> **PASSAGE PROVIDED**
An adventure pushes your comfort zone, demands courage and requires determination. It’s centered around your interests, your dreams and your personality. And most importantly, it must be chosen by you - not your parents, not your teachers, but you. More on that part soon.
To cure the disease of high school boredom, you need adventure. But adventure cannot be boxed into after school activity slots or one-week winter breaks. Real adventures take time - the time currently taken by high school. The radical idea I’m proposing, in other words, is that you stop thinking of school as your full-time occupation. If school does not challenge you, then leave school and seek adventure.
Bored People Become Boring People
Leave school! Butterflies riot in your stomach. No matter how ready you are for the idea of leaving school, a little voice inside cries, Wait, don’t jump yet! This is the voice of eight+ years of schoolroom conditioning. It's the same voice that says dropouts become welfare-dependent drug-addicts! and maybe school will be better next year. I don’t want you to squash this cautionary voice (because jumping without looking is always a bad idea), but I do want you to consider what will happen if you let caution rule your life.

> **DIRECTIONS FOR THIS TASK**
According to the passage on adventure and leaving school, who must choose an adventure?

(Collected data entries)
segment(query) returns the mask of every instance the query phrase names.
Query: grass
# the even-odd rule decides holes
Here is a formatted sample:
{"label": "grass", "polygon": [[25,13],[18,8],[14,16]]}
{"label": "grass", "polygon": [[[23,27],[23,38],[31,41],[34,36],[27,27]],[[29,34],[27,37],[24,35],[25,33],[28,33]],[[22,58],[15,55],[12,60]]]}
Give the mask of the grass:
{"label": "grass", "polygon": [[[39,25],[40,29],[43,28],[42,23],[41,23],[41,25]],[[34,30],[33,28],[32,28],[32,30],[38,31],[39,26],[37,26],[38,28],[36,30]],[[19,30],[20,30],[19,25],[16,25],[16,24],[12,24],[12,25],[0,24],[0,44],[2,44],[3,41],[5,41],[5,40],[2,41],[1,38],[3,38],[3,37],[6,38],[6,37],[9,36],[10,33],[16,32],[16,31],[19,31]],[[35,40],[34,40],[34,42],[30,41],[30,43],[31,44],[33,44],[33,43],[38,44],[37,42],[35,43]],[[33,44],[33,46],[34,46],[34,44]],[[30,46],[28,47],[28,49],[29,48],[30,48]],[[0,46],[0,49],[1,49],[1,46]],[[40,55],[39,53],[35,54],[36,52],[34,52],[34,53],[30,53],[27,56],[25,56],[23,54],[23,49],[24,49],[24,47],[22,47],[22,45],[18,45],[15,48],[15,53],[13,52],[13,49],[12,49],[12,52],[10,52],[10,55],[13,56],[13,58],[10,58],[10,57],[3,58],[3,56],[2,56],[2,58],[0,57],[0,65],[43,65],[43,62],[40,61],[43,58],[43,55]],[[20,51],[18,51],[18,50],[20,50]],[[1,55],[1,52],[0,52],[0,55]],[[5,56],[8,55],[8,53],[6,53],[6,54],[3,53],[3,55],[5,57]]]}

> **EXERCISE RESULT**
The adventure must be chosen by the individual, not by parents or teachers.